* Page text *
------------------------------------------------
A key issue with disaster recovery is putting together a plan that will bring a system back from failure and the best way to do this is to compartmentalize various tasks and assign a team leader to each area of the system. This sounds complicated but it may simply mean giving leadership in the event of a particular problem to the individual with greatest relevant expertise.

Think hard about people. There may be some worst case scenarios that could mean key members of staff may be unable to perform their duties and the responsibility will need to be carried by other team members. If possible you need to duplicate chains of command in other offices. Management at an interstate office might take over, and vice versa.

“When working on disaster-capable networked systems, security teams and the IT team will need to sit down and work together on problems of this complexity. Not only are you going to need to establish the results of security system failure, you’ll also need to work out what sort of problems are likely to lead to such failures”


Your recovery plan will be broad. There will be issues with the physical components like the cable plant and the patch panel on one hand, while there may be problems with control software or remote communications systems on another.

Just to make matters harder there are also guaranteed to be areas of potential failure where a security electronics team has no business getting involved. These areas may be handled by the systems department, or in the event of external lighting failure, responsibility may go to inhouse maintenance crews or contractors.

In each and every case, the recovery plan needs to be broken down to its smallest parts. In order to get this element right you need detailed procedures, as well as up to date contact lists and guaranteeing fast communication. There may also be areas where training is required to ensure appropriate support. Such training should be included in disaster recovery procedure manuals.

Managing the networked security system’s disaster recovery plans is a job for the security manager, or a competent and well respected assistant manager or supervisor, not a junior. This individual will be responsible for contacting team leaders, as well as overseeing upgrades to the plan that will came as personnel and equipment change. It sounds simple enough but getting this part right will require constant monitoring.
------------------------------------------------
* The data *
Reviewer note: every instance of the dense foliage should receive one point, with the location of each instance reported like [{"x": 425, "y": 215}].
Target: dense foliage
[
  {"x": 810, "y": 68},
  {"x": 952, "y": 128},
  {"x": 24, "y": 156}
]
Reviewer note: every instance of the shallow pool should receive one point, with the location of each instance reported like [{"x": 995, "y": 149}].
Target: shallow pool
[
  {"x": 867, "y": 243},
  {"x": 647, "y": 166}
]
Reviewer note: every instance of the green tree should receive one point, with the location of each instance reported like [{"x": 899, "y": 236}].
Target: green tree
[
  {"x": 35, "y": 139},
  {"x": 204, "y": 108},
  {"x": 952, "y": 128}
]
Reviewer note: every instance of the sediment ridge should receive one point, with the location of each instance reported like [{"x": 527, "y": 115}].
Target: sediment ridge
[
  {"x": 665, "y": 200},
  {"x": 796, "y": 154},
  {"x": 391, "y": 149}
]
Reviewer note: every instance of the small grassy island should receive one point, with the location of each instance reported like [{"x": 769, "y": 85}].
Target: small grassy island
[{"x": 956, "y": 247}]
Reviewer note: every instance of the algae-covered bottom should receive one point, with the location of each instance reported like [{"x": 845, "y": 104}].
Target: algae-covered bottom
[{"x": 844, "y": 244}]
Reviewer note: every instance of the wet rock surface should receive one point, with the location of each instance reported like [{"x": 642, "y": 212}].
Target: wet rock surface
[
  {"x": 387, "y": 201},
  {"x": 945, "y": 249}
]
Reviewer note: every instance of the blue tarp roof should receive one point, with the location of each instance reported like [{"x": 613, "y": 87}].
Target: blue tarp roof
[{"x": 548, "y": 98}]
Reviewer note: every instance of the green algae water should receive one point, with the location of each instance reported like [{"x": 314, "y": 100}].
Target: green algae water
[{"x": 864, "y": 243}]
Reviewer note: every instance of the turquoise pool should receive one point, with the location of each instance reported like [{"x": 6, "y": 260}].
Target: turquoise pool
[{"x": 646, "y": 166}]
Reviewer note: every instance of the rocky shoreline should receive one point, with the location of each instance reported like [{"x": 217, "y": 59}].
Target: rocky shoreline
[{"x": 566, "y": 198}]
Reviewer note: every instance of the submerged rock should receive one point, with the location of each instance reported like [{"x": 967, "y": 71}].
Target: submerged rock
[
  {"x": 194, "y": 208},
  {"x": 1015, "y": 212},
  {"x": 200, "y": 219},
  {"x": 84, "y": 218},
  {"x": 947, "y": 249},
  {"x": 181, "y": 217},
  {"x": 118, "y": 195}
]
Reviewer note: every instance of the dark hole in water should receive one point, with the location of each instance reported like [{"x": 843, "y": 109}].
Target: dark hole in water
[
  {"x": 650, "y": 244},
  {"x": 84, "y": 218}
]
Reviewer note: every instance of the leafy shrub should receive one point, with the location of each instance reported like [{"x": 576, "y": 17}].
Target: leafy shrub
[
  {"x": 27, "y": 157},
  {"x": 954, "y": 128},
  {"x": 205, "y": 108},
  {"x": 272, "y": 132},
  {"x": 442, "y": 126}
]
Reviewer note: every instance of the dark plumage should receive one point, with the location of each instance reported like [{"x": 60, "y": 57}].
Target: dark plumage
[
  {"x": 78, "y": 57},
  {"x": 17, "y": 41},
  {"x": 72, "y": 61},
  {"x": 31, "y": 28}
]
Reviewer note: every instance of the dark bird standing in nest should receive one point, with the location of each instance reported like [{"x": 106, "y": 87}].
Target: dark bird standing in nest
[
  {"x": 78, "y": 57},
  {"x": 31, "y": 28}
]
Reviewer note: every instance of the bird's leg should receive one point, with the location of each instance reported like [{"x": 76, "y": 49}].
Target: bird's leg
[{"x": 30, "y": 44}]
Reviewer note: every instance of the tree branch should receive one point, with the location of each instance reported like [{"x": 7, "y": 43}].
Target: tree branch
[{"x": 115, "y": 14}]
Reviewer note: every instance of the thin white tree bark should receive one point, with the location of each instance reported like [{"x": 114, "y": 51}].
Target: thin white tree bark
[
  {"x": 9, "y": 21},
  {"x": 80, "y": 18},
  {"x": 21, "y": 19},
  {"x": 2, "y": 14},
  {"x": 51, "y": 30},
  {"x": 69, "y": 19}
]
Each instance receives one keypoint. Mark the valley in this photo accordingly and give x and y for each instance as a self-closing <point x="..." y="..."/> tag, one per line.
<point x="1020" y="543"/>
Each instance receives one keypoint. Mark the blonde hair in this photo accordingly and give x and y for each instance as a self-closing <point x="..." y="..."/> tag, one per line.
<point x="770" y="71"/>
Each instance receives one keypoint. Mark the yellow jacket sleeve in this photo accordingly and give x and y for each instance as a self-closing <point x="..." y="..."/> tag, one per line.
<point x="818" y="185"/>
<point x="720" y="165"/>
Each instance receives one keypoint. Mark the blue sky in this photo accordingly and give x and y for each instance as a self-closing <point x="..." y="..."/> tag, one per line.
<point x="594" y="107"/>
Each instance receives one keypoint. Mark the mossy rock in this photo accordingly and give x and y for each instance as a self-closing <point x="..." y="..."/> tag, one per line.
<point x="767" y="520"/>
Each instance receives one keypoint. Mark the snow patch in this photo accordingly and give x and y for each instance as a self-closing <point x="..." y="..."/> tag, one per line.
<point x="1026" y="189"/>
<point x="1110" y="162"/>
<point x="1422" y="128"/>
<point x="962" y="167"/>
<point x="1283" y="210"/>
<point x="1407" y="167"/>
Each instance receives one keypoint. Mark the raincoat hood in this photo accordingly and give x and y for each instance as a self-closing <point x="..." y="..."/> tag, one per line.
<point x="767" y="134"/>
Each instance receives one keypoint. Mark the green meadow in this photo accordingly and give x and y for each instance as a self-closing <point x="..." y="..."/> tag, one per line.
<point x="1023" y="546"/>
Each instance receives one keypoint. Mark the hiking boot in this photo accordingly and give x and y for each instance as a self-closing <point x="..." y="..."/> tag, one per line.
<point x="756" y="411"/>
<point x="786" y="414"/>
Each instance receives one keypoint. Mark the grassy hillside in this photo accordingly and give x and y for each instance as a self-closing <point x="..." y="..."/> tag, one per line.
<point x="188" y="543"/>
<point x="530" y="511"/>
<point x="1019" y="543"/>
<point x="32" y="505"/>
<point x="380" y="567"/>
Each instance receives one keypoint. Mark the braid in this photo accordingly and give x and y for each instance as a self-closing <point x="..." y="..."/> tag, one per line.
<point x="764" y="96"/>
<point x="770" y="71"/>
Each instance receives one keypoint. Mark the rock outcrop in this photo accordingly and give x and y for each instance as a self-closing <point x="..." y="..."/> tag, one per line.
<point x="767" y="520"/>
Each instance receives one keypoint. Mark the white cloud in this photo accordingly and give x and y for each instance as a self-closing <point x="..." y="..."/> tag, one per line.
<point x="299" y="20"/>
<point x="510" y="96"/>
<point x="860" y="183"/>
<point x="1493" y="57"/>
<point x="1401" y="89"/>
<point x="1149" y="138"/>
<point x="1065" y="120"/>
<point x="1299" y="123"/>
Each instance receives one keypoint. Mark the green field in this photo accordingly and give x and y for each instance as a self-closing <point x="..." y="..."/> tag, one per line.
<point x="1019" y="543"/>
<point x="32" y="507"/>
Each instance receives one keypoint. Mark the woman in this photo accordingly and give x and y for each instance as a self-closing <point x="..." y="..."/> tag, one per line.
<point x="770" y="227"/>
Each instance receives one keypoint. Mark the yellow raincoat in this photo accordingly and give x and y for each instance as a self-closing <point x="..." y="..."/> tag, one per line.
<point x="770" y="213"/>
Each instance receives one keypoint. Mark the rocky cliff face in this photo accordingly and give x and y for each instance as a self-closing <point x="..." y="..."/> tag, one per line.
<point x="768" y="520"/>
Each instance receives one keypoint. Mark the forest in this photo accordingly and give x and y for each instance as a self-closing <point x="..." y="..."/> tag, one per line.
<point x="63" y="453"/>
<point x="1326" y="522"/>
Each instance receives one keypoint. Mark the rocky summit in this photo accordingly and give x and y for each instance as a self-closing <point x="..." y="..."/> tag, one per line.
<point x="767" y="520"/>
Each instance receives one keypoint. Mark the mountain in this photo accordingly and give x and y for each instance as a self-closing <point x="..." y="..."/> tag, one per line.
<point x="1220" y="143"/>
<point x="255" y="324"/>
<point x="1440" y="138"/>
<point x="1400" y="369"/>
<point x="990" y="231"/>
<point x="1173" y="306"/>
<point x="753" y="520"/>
------------------------------------------------
* Challenge 1 *
Collect every line of the rows that contains the string "yellow", treating uppercase and lowercase letters as different.
* Challenge 2 *
Continue the passage on disaster recovery planning for networked security systems, starting after its final sentence.

* Expected output 1 *
Each instance receives one keypoint. Mark the yellow jacket sleeve in this photo accordingly and give x and y for each instance as a self-closing <point x="..." y="..."/> tag, one per line.
Each instance receives one keypoint. Mark the yellow raincoat in this photo accordingly and give x and y for each instance as a self-closing <point x="..." y="..."/> tag, one per line.

* Expected output 2 *
Another key element to the disaster recovery process is establishing and maintaining test procedures. Once you’ve established a recovery plan it’s not going to be much use if that plan has never been tested in a simulated disaster.

Remote locations

Depending on the nature of the installation, recovery may mean that a control room at a remote location takes over the responsibility of managing the system using a secondary comms channel and a dedicated power source.

The system may also be designed with distributed intelligence so components can continue to function even if the control room is not operational. And in surveillance applications on large sites, a central core of cameras in the highest security areas may be double-wired to a standalone machine with its own power source while security officers patrol the rest of the site.

Something that’s easy to do on larger sites is to physically separate vital system components so that a local disaster can’t destroy an entire control and storage solution. This could be as simple as spreading servers around a number of different server rooms or keeping RAID of DAT backups in another location from your servers/DVRs.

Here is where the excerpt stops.